* _Exercise aim_: Copy the listing below character for character, leaving out the picture.

◆ ◆ ◆

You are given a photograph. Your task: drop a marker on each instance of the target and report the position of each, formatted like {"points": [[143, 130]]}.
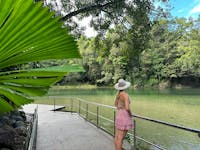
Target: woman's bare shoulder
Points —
{"points": [[124, 95]]}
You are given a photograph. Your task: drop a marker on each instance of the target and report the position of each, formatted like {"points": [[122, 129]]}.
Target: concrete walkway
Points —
{"points": [[67, 131]]}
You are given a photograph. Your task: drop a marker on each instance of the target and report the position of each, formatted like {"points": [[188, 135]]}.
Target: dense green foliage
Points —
{"points": [[167, 53], [29, 32]]}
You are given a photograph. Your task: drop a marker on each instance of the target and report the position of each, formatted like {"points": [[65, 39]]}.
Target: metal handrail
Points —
{"points": [[168, 124], [134, 116]]}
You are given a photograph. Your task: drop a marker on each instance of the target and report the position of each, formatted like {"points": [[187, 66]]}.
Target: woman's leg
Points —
{"points": [[119, 136]]}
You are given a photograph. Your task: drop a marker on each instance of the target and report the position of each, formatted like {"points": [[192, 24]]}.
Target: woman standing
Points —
{"points": [[123, 121]]}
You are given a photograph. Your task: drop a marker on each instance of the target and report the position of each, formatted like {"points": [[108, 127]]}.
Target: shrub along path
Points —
{"points": [[67, 131]]}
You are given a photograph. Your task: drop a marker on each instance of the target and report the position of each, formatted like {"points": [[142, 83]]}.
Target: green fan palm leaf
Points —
{"points": [[30, 32]]}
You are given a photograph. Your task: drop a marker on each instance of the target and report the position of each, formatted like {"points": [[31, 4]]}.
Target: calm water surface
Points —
{"points": [[180, 107]]}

◆ ◆ ◆

* _Response to this exercise_:
You are given a photograph. Your task: drop a marker on each instance of the target and report the position of each, formatted like {"points": [[143, 130]]}.
Target: woman's bare shoulder
Points —
{"points": [[124, 95]]}
You are given a photograph. Your task: drop a marker on each instance of the target and report the position of each, formatted like {"points": [[122, 129]]}.
Target: concrete walkway
Points —
{"points": [[67, 131]]}
You are given a photograph. Your task: drop a marker on each instance of the target and report the position of each, formatted like {"points": [[188, 135]]}.
Target: dense green foliage
Points —
{"points": [[167, 53], [29, 32]]}
You are given a photograph. Your task: drop a marker on each instance of the target and report the position of each, formatted like {"points": [[65, 39]]}.
Target: metal handrail
Points —
{"points": [[168, 124], [134, 116]]}
You are given a photograph. Your task: drop a marker on each instance of the target and report the position of each, formatted like {"points": [[187, 66]]}.
Target: woman's leg
Points —
{"points": [[119, 136]]}
You are given a photograph. Your task: drop a marker on each instance of the target and report the position of each, formatted like {"points": [[192, 24]]}.
Target: woman standing
Points —
{"points": [[123, 121]]}
You are given a photograph. Your task: drop a marker on each instance of the target and report the position of each, formatted like {"points": [[108, 127]]}.
Target: shrub along path
Points —
{"points": [[67, 131]]}
You are given a photograph. Your task: drop a marker on each instance of the target and report the position of each, formatted like {"points": [[142, 83]]}.
Target: green fan palm leaf
Points —
{"points": [[30, 32]]}
You are given a photograph. Your task: drop a marker on each instance of the target and report the position of each, formatted like {"points": [[31, 4]]}.
Target: calm water surface
Points —
{"points": [[180, 107]]}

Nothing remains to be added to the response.